Copy out every line of the records where the string "below" occurs.

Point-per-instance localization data
[Start of Attachment]
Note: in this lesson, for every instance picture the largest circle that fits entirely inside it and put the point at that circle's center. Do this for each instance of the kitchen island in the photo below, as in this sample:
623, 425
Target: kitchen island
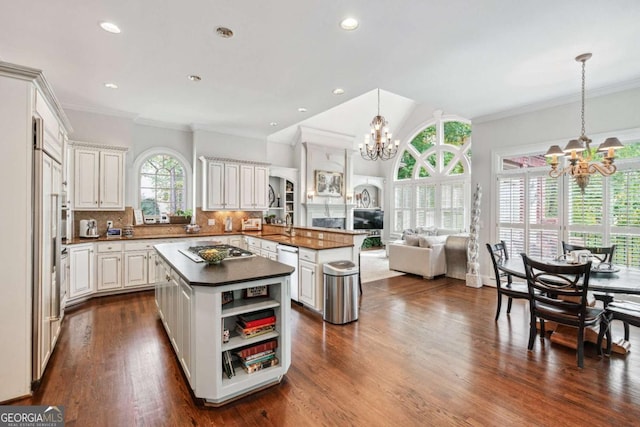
197, 302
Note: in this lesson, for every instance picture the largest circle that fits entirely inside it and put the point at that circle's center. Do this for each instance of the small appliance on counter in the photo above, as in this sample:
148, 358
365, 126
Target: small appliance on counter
89, 228
252, 224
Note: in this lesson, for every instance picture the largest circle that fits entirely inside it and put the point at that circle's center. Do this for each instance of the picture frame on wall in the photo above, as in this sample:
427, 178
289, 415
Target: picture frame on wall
329, 183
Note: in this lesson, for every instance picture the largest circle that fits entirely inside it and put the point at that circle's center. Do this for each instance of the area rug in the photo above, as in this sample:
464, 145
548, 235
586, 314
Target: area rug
374, 265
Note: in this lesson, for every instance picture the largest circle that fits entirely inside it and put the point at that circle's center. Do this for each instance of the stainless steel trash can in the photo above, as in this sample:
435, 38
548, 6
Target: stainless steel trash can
340, 292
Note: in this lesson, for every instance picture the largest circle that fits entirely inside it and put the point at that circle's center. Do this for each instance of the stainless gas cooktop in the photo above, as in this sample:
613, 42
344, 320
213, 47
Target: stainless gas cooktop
233, 252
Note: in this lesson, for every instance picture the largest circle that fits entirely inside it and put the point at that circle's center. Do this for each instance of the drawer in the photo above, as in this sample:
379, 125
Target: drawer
139, 246
269, 246
109, 247
307, 255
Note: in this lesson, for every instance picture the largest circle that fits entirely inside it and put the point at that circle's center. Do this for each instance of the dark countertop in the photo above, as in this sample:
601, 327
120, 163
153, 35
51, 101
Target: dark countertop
227, 272
298, 241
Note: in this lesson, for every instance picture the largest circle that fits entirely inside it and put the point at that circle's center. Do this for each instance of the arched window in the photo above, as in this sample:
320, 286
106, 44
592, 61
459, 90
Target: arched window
432, 177
163, 182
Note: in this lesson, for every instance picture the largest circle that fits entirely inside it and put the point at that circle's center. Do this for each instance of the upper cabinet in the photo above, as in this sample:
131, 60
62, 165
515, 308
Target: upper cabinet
233, 185
98, 177
254, 182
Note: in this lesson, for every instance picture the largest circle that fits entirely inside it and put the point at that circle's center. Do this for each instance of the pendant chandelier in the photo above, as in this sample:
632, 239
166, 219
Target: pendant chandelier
378, 144
578, 152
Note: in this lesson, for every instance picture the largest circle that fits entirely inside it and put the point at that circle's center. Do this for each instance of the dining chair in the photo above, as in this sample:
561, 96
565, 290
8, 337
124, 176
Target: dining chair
602, 254
626, 311
561, 297
504, 281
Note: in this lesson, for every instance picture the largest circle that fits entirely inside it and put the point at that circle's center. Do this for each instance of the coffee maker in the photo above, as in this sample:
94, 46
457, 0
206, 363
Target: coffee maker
89, 228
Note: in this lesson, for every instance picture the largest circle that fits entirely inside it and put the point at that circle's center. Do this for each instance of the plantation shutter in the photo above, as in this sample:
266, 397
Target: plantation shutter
511, 208
543, 216
625, 217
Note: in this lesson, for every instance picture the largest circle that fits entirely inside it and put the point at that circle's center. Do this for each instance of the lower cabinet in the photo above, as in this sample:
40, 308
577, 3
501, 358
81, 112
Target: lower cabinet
195, 317
81, 281
307, 283
109, 262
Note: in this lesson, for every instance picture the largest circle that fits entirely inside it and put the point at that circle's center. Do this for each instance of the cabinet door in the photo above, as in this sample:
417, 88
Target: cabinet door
152, 258
86, 178
215, 186
135, 269
109, 271
184, 330
81, 270
307, 278
261, 188
246, 187
232, 186
111, 189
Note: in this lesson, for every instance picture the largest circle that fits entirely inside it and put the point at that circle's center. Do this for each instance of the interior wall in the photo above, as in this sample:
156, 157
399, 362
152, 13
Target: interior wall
535, 130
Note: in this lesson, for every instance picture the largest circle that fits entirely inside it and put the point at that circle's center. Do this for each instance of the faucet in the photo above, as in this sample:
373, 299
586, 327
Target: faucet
288, 224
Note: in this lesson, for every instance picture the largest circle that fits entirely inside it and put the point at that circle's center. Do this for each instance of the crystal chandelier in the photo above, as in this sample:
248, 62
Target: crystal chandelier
578, 151
378, 145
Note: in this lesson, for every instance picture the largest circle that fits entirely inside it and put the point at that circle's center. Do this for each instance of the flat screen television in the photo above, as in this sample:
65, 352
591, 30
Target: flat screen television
368, 219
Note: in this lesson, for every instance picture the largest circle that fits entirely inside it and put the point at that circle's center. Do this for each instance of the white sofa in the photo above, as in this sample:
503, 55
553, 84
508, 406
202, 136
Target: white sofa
421, 254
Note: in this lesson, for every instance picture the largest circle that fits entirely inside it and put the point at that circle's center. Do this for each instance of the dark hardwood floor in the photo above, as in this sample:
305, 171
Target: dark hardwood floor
422, 353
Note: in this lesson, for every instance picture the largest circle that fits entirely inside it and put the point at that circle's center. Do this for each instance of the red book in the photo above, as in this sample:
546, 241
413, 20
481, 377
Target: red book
259, 322
258, 348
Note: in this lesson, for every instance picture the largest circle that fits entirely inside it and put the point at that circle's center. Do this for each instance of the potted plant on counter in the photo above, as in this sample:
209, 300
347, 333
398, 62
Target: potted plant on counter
180, 217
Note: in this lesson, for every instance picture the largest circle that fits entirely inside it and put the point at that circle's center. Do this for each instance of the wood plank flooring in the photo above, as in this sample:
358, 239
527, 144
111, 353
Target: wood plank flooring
422, 353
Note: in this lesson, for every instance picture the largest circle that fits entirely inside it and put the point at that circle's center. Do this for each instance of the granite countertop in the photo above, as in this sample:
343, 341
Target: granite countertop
229, 271
304, 242
298, 241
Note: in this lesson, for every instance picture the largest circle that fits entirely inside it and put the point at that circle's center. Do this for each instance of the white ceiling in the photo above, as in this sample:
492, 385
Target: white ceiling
467, 57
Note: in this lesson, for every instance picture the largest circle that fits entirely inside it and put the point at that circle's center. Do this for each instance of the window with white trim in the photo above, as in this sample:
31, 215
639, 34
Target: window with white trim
432, 177
535, 212
162, 185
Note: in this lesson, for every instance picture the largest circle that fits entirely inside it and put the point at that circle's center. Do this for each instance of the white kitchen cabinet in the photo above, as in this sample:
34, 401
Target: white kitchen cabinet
307, 274
81, 271
98, 177
254, 182
136, 268
184, 328
220, 184
109, 266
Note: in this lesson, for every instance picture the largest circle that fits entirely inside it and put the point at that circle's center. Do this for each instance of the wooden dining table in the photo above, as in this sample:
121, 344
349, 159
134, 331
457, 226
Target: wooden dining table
604, 284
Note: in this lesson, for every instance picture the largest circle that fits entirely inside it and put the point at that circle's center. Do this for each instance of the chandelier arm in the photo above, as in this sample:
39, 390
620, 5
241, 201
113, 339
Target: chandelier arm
604, 170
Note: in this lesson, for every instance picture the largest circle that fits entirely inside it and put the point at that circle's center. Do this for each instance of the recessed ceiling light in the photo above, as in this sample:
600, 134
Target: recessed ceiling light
110, 27
224, 32
349, 24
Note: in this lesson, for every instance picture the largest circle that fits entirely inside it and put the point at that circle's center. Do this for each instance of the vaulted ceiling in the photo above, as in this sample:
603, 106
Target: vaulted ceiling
466, 57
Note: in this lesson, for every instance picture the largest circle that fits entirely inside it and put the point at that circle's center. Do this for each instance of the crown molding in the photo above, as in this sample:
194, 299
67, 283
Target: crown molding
555, 102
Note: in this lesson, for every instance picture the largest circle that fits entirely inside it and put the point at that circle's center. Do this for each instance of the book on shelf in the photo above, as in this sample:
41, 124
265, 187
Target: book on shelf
227, 364
257, 348
258, 322
254, 332
257, 355
260, 365
256, 315
264, 358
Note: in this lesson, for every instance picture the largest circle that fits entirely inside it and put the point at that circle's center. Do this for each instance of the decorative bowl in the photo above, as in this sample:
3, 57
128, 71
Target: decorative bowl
213, 256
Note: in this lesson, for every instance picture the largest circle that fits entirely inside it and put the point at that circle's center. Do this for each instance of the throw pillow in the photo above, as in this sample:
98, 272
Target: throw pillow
429, 241
412, 240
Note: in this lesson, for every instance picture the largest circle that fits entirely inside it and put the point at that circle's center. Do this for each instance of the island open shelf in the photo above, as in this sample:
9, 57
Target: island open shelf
196, 315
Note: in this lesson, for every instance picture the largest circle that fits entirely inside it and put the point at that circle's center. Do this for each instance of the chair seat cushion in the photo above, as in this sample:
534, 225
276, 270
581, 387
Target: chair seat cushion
551, 312
515, 287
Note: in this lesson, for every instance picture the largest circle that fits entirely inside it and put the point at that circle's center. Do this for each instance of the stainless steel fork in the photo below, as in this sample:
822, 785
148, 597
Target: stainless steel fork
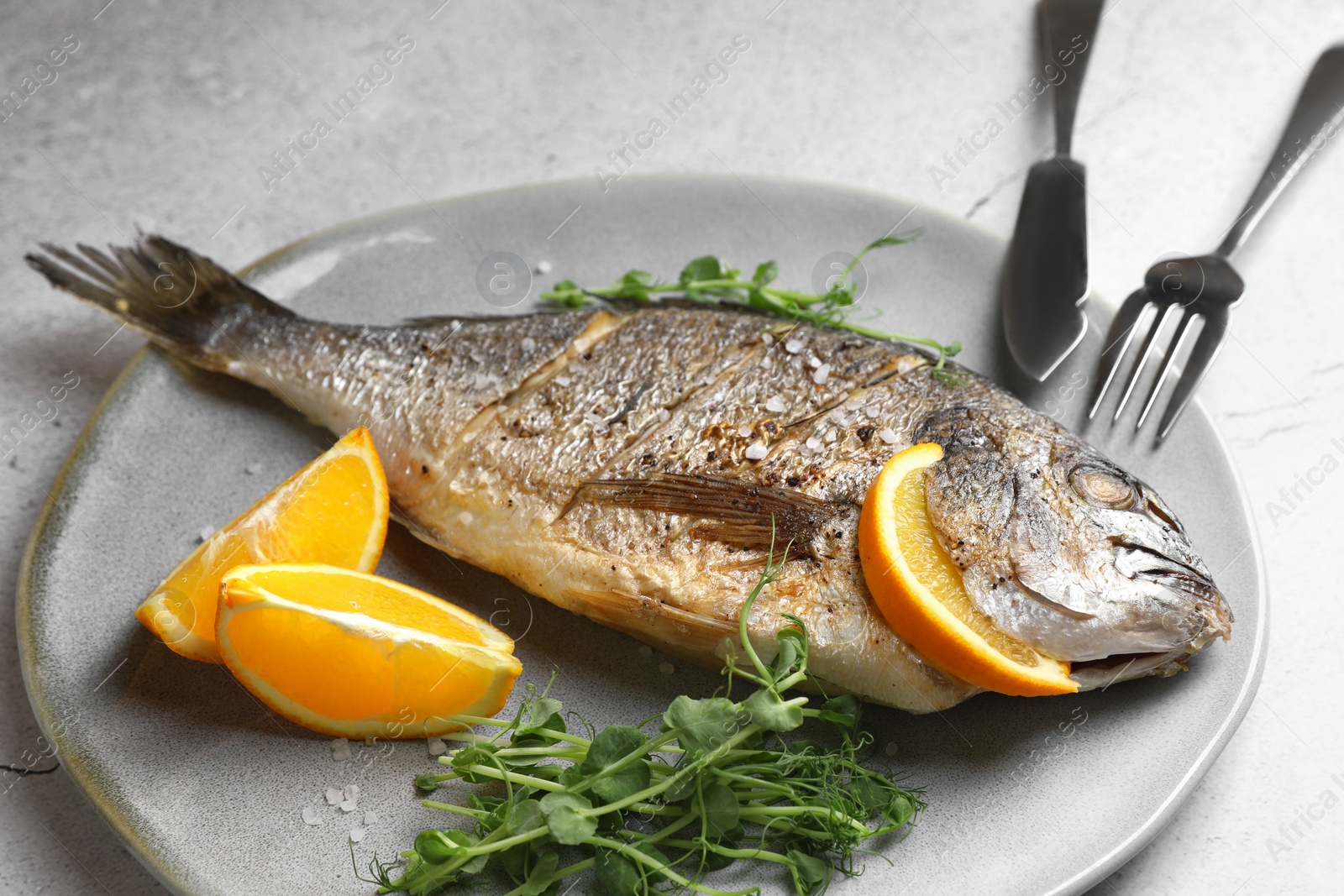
1207, 286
[End of Attachment]
SOLUTION -
Note: in this lesson, for every instance picture the largest circle that fits entirely inside it and put the point at that circle's center. Do this for each instance of the kitchen island in the photo below, as in this sample:
Note: in this lesson, for every instance picture the largest circle that fits entirely inside it and put the point at that circle's center. Do this for each instance of the stainless steel fork in the photo below, as in this sample:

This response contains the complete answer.